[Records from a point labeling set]
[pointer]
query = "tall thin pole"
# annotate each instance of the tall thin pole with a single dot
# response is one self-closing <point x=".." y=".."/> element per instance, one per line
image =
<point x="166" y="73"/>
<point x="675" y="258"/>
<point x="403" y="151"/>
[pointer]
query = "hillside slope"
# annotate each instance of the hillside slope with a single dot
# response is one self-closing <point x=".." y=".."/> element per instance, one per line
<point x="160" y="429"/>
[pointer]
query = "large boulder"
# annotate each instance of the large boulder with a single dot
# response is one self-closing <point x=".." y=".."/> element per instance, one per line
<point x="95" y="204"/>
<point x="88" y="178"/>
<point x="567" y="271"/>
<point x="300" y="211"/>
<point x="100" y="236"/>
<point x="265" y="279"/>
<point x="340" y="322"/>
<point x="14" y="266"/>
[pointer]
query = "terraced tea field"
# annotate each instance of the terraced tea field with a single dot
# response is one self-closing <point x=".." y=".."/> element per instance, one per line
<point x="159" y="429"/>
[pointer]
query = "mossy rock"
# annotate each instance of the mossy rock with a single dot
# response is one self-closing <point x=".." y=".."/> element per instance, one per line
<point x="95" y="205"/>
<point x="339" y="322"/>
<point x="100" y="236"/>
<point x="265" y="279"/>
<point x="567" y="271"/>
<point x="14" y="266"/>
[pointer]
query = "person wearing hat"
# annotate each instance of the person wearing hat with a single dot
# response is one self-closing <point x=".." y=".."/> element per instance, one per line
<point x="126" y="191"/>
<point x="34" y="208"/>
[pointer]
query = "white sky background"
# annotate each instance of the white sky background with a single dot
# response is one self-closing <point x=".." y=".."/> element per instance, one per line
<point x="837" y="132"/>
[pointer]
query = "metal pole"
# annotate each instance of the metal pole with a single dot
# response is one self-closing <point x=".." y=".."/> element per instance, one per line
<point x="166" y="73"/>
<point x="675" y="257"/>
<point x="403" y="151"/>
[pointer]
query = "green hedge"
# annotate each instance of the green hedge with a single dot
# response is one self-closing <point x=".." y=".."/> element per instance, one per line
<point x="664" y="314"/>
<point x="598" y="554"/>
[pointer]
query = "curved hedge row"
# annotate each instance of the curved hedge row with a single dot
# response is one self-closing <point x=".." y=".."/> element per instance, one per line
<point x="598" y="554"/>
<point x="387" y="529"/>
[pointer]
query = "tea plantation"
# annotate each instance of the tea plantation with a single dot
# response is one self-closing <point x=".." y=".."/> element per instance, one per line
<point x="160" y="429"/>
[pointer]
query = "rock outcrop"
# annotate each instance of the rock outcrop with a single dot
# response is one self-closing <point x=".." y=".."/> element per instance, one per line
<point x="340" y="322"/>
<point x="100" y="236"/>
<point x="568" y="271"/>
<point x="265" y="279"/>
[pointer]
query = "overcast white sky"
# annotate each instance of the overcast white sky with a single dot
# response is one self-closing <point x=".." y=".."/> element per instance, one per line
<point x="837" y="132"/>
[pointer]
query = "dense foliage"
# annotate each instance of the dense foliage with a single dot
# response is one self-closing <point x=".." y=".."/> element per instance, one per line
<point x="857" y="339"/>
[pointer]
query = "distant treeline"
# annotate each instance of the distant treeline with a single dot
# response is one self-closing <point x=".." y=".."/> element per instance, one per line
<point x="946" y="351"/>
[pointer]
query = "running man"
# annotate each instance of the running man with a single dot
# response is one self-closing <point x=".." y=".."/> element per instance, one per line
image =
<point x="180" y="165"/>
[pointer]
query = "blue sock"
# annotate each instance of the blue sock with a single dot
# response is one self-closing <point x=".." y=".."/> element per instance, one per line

### What the task asks
Please quote every record above exactly as it appears.

### Problem solution
[pointer]
query = "tall thin pole"
# annotate each instance of the tall thin pole with a single dot
# response is one self-closing <point x=".." y=".."/> element per instance, one per line
image =
<point x="166" y="73"/>
<point x="675" y="258"/>
<point x="403" y="151"/>
[pointer]
query = "hillside slope"
# annotate each instance of the hillside slope with a single dot
# response is one self-closing <point x=".." y=".."/> element per instance, one per line
<point x="160" y="429"/>
[pointer]
query = "large boulder"
# annotate each instance of the large boulder with a single dot
# response is one self-closing <point x=".." y=".."/> element per instance, one per line
<point x="95" y="204"/>
<point x="88" y="178"/>
<point x="567" y="271"/>
<point x="300" y="211"/>
<point x="100" y="236"/>
<point x="265" y="279"/>
<point x="340" y="322"/>
<point x="14" y="266"/>
[pointer]
query = "terraced tea field"
# annotate each instance of the terraced tea field with a single dot
# response is one self-closing <point x=".." y=".."/> element per instance, one per line
<point x="159" y="429"/>
[pointer]
query = "mossy rock"
# annotate each instance of the mossy rock with a single dot
# response is one self-closing <point x=".." y=".."/> element per instance, one per line
<point x="95" y="205"/>
<point x="339" y="322"/>
<point x="100" y="236"/>
<point x="265" y="279"/>
<point x="567" y="271"/>
<point x="14" y="266"/>
[pointer]
query = "person wearing hat"
# annotate each instance of the person wearing hat with a single dot
# response is one self-closing <point x=".." y=".."/> element per instance, one per line
<point x="126" y="191"/>
<point x="34" y="208"/>
[pointer]
query = "white sky background"
# annotate each instance of the white sky background with a single dot
# response is one self-closing <point x=".." y=".."/> element per instance, one per line
<point x="837" y="132"/>
[pointer]
query = "metal pole"
# annotate each instance of the metal pole with a single dot
# response is one self-closing <point x=".." y=".."/> element per instance, one per line
<point x="166" y="73"/>
<point x="675" y="257"/>
<point x="403" y="151"/>
[pointer]
query = "green hedge"
# annotate each instance of the green hedge with a single dot
# response is one self-closing <point x=".." y=".."/> element per instance, one per line
<point x="664" y="314"/>
<point x="598" y="554"/>
[pointer]
query = "curved hedge row"
# annotate each instance of the curved hedge row with a single dot
# response is one self-closing <point x=".." y=".."/> element per instance, one per line
<point x="598" y="554"/>
<point x="387" y="529"/>
[pointer]
query = "tea plantation"
# annotate each instance of the tea plantation with a single dot
# response is one self-closing <point x=".." y=".."/> element per instance, one per line
<point x="160" y="429"/>
[pointer]
query = "rock outcrop"
# annotate each instance of the rock outcrop with a single dot
# response is one self-closing <point x=".." y=".."/> element per instance, one per line
<point x="340" y="322"/>
<point x="100" y="236"/>
<point x="568" y="271"/>
<point x="265" y="279"/>
[pointer]
query = "overcast white sky"
# annotate each instance of the overcast white sky with a single dot
# response is one self-closing <point x=".." y=".."/> element per instance, one per line
<point x="837" y="132"/>
[pointer]
query = "dense foliage"
# annotate each instance of the dense foliage with a single dot
# response is one self-closing <point x=".." y=".."/> element per instance, one per line
<point x="857" y="339"/>
[pointer]
query = "distant treeline"
# annotate each instance of the distant treeline with a single dot
# response is one self-closing <point x=".." y=".."/> element per instance, one per line
<point x="946" y="351"/>
[pointer]
query = "running man"
# annotate each instance of the running man with a single dot
# response is one self-closing <point x=".." y=".."/> element per instance, one per line
image =
<point x="180" y="165"/>
[pointer]
query = "blue sock"
# annotate each instance of the blue sock with a single dot
# response is one self-closing <point x=".." y=".."/> element per instance, one per line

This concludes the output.